### Given text
::::

Monday, October 11, 2010


I remember way back, I’m in this swanky French restaurant in Manhattan. It is thoroughly very nice. The words on the menu are in French and the waiters have French names and even French accents. I eat a charming fish course and a lovely soup. Today I can barely remember the meal except for the dessert. Finishing the dinner I’m quite full, but the waiter offers me a Crème Caramel and says it’s a perfect light dessert to top off my meal. How can I vocally say no? To this day I recall that tasty custard for all its deliciousness.

The other day I’m going down the aisles in my local market with my BW (beautiful wife), the Tipster. I come by little boxes of a dry powder “Flan” mix. The picture on the box looks a lot like Crème Caramel, but when I read the box, the artificial contents are turning my stomach off.

The Crème Caramel I know is a classic French dessert. Other places know it as Flan. No matter what you call it, when you make it right, it’s a terrific crowd-pleaser. It can be very simple to make if you pay attention to the principles of custard making. Forget that instant packaged stuff; make it from scratch, you don’t have to be a French pastry baker to make a great Crème Caramel.

The most beautiful, yet easiest presentation method will employ those small ramekins or custard cups you may have lying around already, and perhaps never used. They’re good to have. I like to mould jambalaya in them and invert onto plates, but I am digressing.

Here is how to make 8 servings of Crème Caramel that will come out perfect and impress your guests. Tell your taste buds to be patient, they will be rewarded.

For the Caramel:
1 cup of sugar
1/3 cup of water
2 tablespoons of light corn syrup (facilitates nice caramelization)
Dash of lemon juice
8 clean, 6 ounce, oven-proof ramekins. Please do NOT grease them.

For the Custard:
1 ½ cups of whole milk (must use whole milk)
1 ½ cups of light cream
3 large eggs, plus 2 large egg yolks (equals 5 egg yolks and 3 egg whites)
2/3 cup of sugar
1 ½ teaspoons of vanilla extract
A pinch of salt
A thermometer to read the temperature of the custard (such as one used to measure deep frying oil or for making candy).

To make the Caramel:

· In a medium saucepan, bring all ingredients to a gentle simmer over medium heat by
swirling, not stirring.
· Wipe the side of the pan if you see crystals adhering. Use a wet cloth to do this.
· Swirl the pan around while it heats up, and soon it will turn from clear to golden coloured.
· Keep swirling the pan to get even browning, which should take about 7 minutes or so.
· Keep swirling and watching. After awhile, large, slow bubbling will appear on the surface.
· Swirl another 3 or 4 minutes and a nice caramel should be visible.
· Very carefully (it’s HOT), pour evenly into the ramekins.

::::

### Information provided
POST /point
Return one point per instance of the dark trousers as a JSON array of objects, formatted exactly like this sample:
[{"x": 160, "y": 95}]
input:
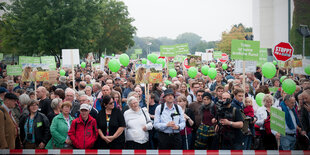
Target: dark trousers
[
  {"x": 136, "y": 146},
  {"x": 169, "y": 141}
]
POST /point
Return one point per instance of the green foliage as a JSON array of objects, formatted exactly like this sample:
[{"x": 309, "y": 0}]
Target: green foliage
[
  {"x": 118, "y": 31},
  {"x": 45, "y": 27},
  {"x": 301, "y": 15},
  {"x": 237, "y": 32}
]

::::

### Problems to solve
A: Write out the part of the crème caramel post starting with "To make the" and going on through "into the ramekins.".
B: Write what comes next in the crème caramel post, picking up after its last line.
The material above comes from a separate source, unrelated to the crème caramel post.

### Answers to the tasks
A:
To make the Caramel:

· In a medium saucepan, bring all ingredients to a gentle simmer over medium heat by
swirling, not stirring.
· Wipe the side of the pan if you see crystals adhering. Use a wet cloth to do this.
· Swirl the pan around while it heats up, and soon it will turn from clear to golden coloured.
· Keep swirling the pan to get even browning, which should take about 7 minutes or so.
· Keep swirling and watching. After awhile, large, slow bubbling will appear on the surface.
· Swirl another 3 or 4 minutes and a nice caramel should be visible.
· Very carefully (it’s HOT), pour evenly into the ramekins.

B:
· Let it cool and harden for about twenty minutes. (If you want to do this step a day ahead of
time, cover them with plastic film wrap and refrigerate. But bring to room temperature
before adding the custard).

To make the Custard:

· Turn your oven on to 350F (177C) and place the rack in the centre.
· Heat the milk and cream in a saucepan over medium heat, stirring occasionally.
· Stir and using the thermometer, look for a reading of 160F (71C), takes a few minutes.
· Remove from the heat.
· Gently whisk the eggs, egg yolks and sugar in a big bowl until combined, do not overbeat.
· Off heat, gently whisk the warm milk mixture, vanilla extract and salt into the eggs until
just mixed, but not foamy.
· Strain the mixture through a fine mesh into a quart measuring cup or any container that
has a pouring spout. Then set aside.
· Boil 2 quarts (2 litres) of water.
· Get a dishtowel and fit it to the bottom of a large roasting pan. You can fold it to fit, no
· Pour the custard mixture into the ramekins and place them atop the towel in the pan. Don’t
let them touch each other.
· Put the pan on the oven rack and pour boiling water into the pan, halfway up the sides of
the ramekins.
· Cover loosely with foil to allow steam to pass.
· Bake about 40 minutes, check after 35 to see how it looks. Stick a knife in the centre; it
should come up clean when done.
Now put the custards on a rack to cool off.

When you get ready to serve them, slide a paring knife around the sides of the ramekins, actually pressing the knife against the sides. Invert the custards onto a serving plate shaking gently to release them. Now enjoy them.

This preparation will produce excellent Crème Caramels. There is some detail to this method, but it makes the dessert come out wonderful and ensures success. Evaporated milk or condensed milk methods really do no compare. You don’t have to, but you can shave some dark chocolate on the caramel or some toasted coconut flakes.

Your guests may forget the entrée you served, but the Crème Caramel will be among their fondest memories, because these groceries are that good, I tell you.


Soma said...

This is one of our fav. desserts. mmmmm...

anthony stemke said...

Thank You Soma. I am following your beautiful blog. Love the music.